WHAT TO WORK ON — Convert the lines of the data below into a JSON list of strings, one string per line, starting with the line that contains "task | drop a marker on every instance of the mulch" and continuing through the end of the data. Leave out any blank lines.

───── MATERIAL PROVIDED

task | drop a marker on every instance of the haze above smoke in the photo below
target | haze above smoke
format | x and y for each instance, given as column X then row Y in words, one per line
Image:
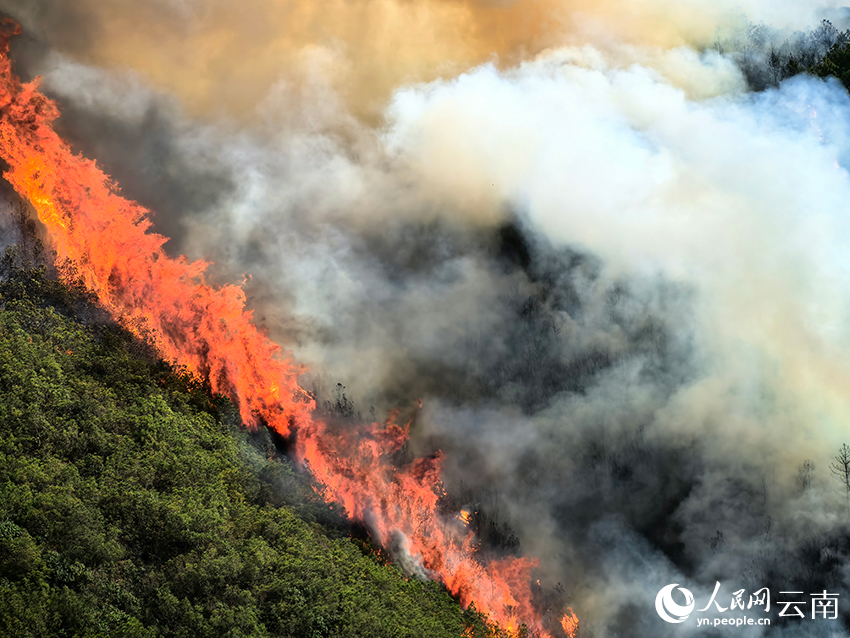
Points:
column 618, row 280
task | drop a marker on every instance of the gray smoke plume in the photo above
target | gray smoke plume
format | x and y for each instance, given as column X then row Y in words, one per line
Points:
column 615, row 276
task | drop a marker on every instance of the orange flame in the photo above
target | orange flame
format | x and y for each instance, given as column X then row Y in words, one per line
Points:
column 209, row 331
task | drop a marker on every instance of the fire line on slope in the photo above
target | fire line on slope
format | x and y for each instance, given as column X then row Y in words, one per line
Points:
column 209, row 330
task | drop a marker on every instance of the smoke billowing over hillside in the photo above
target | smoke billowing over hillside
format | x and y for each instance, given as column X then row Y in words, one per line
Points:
column 617, row 278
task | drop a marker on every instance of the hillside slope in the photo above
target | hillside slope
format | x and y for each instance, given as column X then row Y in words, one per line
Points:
column 131, row 504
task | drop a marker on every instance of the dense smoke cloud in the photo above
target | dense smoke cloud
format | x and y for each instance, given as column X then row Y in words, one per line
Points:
column 617, row 279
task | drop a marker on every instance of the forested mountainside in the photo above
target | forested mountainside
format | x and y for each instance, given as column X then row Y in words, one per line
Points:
column 133, row 504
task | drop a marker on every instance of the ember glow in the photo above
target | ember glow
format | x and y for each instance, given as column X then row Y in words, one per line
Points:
column 104, row 239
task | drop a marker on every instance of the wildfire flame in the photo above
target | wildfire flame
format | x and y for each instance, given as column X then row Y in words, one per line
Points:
column 208, row 330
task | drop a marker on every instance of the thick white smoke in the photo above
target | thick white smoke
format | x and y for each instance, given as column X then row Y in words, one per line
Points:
column 640, row 380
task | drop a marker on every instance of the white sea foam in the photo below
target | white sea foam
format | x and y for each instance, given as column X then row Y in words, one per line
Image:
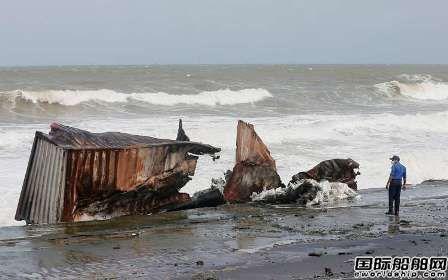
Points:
column 206, row 98
column 422, row 87
column 330, row 192
column 297, row 142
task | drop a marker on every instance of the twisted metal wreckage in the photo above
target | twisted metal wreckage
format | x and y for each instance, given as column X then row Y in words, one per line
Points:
column 76, row 175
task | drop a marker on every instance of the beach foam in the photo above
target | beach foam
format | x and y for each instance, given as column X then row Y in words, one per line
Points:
column 206, row 98
column 421, row 87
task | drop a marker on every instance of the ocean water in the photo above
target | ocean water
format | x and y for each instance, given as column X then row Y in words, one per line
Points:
column 304, row 113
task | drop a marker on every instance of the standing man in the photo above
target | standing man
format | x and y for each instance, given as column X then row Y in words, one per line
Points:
column 397, row 179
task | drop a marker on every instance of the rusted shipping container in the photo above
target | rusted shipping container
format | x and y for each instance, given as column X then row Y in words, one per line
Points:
column 74, row 175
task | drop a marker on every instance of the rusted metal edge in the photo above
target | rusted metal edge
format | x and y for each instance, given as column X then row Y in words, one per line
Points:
column 19, row 211
column 177, row 143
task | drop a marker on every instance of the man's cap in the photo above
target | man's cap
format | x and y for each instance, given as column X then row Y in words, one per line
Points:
column 394, row 157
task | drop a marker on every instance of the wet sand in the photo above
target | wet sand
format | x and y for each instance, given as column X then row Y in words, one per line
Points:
column 249, row 241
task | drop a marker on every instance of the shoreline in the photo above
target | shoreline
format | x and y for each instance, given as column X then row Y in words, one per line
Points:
column 248, row 241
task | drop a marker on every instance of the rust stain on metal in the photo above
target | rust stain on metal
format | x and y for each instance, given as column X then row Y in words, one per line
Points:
column 71, row 169
column 254, row 168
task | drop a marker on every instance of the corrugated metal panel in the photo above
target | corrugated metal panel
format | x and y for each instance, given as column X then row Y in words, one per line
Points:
column 97, row 172
column 40, row 199
column 71, row 168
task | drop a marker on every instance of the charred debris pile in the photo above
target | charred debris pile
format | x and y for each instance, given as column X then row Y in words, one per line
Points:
column 76, row 175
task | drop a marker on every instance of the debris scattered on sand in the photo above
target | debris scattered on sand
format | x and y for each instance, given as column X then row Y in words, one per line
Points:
column 254, row 169
column 315, row 254
column 76, row 175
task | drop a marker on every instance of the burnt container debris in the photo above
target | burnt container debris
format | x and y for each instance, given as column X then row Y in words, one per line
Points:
column 75, row 175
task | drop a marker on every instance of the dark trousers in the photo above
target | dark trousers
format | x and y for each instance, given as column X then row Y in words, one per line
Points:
column 394, row 196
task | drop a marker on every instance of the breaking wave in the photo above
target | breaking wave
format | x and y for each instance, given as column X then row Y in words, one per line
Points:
column 422, row 87
column 206, row 98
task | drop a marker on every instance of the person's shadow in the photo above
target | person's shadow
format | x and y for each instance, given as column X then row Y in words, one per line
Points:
column 394, row 225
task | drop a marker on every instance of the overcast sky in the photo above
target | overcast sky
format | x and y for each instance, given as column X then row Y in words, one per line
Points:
column 228, row 31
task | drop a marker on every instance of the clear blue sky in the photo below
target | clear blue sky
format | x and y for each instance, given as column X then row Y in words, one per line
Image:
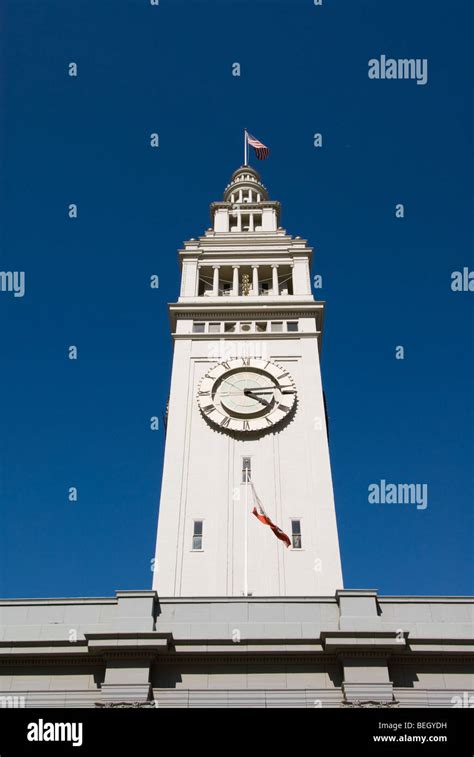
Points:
column 167, row 69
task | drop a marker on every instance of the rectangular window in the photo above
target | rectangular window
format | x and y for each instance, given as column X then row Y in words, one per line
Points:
column 197, row 534
column 246, row 469
column 296, row 534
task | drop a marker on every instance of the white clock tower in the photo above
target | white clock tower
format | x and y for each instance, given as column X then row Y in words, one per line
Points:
column 246, row 414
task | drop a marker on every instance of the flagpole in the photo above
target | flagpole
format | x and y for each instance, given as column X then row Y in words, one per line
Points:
column 246, row 567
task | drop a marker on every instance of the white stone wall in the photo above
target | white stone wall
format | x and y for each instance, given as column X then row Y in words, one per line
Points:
column 202, row 480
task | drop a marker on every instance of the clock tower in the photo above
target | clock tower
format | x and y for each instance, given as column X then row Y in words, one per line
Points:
column 246, row 418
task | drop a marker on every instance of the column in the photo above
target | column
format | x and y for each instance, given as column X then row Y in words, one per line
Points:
column 235, row 281
column 215, row 282
column 275, row 279
column 255, row 280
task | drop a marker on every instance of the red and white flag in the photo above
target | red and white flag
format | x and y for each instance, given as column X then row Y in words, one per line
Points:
column 260, row 513
column 261, row 150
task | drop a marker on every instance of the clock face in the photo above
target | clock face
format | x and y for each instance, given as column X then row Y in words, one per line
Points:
column 246, row 394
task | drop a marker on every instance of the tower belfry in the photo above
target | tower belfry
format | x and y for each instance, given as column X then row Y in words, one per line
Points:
column 246, row 413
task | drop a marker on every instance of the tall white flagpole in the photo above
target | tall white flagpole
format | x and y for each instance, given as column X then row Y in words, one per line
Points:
column 246, row 567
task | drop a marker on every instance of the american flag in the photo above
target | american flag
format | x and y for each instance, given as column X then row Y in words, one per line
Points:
column 261, row 150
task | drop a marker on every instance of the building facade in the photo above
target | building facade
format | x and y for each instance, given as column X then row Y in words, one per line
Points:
column 236, row 618
column 246, row 414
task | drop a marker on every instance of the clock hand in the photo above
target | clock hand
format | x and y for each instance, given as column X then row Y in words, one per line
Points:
column 264, row 402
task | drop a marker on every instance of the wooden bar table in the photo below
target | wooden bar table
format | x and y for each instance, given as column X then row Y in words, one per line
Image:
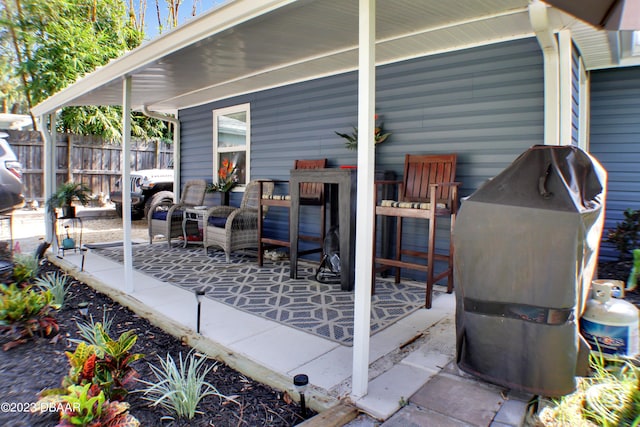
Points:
column 342, row 206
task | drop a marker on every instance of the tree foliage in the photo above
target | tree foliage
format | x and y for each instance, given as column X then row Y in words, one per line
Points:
column 56, row 42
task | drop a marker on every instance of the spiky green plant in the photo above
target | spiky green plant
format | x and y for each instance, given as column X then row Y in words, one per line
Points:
column 180, row 386
column 607, row 398
column 25, row 311
column 57, row 283
column 25, row 267
column 92, row 332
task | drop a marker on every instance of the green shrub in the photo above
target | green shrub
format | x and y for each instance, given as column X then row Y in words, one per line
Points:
column 180, row 387
column 24, row 312
column 57, row 284
column 626, row 235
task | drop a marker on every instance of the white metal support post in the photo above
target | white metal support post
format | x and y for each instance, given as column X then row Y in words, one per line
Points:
column 565, row 70
column 549, row 45
column 48, row 131
column 126, row 186
column 365, row 198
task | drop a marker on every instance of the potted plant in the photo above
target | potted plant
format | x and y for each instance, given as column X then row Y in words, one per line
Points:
column 68, row 193
column 379, row 135
column 227, row 179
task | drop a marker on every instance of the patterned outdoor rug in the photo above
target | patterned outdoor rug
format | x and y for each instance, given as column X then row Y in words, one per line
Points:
column 268, row 291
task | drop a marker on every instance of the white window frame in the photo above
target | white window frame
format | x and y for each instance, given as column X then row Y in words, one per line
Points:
column 246, row 148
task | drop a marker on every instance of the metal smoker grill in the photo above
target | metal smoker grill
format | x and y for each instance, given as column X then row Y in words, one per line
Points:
column 526, row 246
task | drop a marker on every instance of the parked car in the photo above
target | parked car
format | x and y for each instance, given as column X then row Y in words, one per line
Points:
column 11, row 190
column 147, row 186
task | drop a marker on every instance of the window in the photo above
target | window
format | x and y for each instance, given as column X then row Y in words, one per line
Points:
column 231, row 141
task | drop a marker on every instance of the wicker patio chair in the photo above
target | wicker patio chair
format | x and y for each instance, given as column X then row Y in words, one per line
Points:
column 231, row 228
column 166, row 219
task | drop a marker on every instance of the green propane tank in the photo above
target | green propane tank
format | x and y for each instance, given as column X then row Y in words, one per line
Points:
column 610, row 325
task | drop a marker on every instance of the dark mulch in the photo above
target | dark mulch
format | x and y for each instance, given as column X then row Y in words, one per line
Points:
column 41, row 363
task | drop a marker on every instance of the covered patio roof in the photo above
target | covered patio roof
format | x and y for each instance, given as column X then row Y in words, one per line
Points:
column 249, row 45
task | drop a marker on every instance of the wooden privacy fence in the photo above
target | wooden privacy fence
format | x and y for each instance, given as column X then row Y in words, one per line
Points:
column 82, row 158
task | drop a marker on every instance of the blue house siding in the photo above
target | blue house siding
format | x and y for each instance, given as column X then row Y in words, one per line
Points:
column 615, row 141
column 486, row 104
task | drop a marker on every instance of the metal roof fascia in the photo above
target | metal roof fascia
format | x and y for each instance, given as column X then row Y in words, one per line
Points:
column 215, row 21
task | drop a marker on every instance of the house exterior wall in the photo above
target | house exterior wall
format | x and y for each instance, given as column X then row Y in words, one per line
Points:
column 615, row 141
column 485, row 104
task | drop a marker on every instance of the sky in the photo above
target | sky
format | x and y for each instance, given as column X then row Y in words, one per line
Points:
column 184, row 13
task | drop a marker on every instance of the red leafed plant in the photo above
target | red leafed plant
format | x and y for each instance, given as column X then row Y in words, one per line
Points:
column 227, row 178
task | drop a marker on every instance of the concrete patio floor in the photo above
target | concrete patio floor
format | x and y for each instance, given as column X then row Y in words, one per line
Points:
column 412, row 373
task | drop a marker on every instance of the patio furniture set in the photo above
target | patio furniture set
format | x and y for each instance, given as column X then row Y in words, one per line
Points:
column 428, row 191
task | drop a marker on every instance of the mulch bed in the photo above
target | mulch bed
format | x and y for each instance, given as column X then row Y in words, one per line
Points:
column 41, row 364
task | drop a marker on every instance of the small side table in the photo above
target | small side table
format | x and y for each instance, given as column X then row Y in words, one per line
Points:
column 69, row 234
column 195, row 214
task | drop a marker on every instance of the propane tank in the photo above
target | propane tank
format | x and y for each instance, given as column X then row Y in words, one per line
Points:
column 610, row 325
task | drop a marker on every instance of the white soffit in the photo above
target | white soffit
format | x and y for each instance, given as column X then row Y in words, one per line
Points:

──────────

THE ANSWER —
[
  "task | drop a marker on every instance of the mulch bed in the photo above",
  "target | mulch bed",
  "format | x and y for each instance, given as column X then row Y in words, one per line",
  "Points:",
  "column 41, row 364",
  "task | drop a marker on every instance of the small side table in the photo above",
  "target | small side table",
  "format | x and y for each instance, given as column X then row Y in words, one per line",
  "Points:",
  "column 69, row 234",
  "column 195, row 214",
  "task | drop a marker on every instance of the propane tank in the photo above",
  "target | propane tank",
  "format | x and y for each instance, given as column X then row Y in words, one per line",
  "Points:",
  "column 610, row 325",
  "task | drop a marker on every instance of the white soffit in the photo above",
  "target | white soffit",
  "format | x and y for each instance, given as column X then row Y in words, one per line",
  "Points:"
]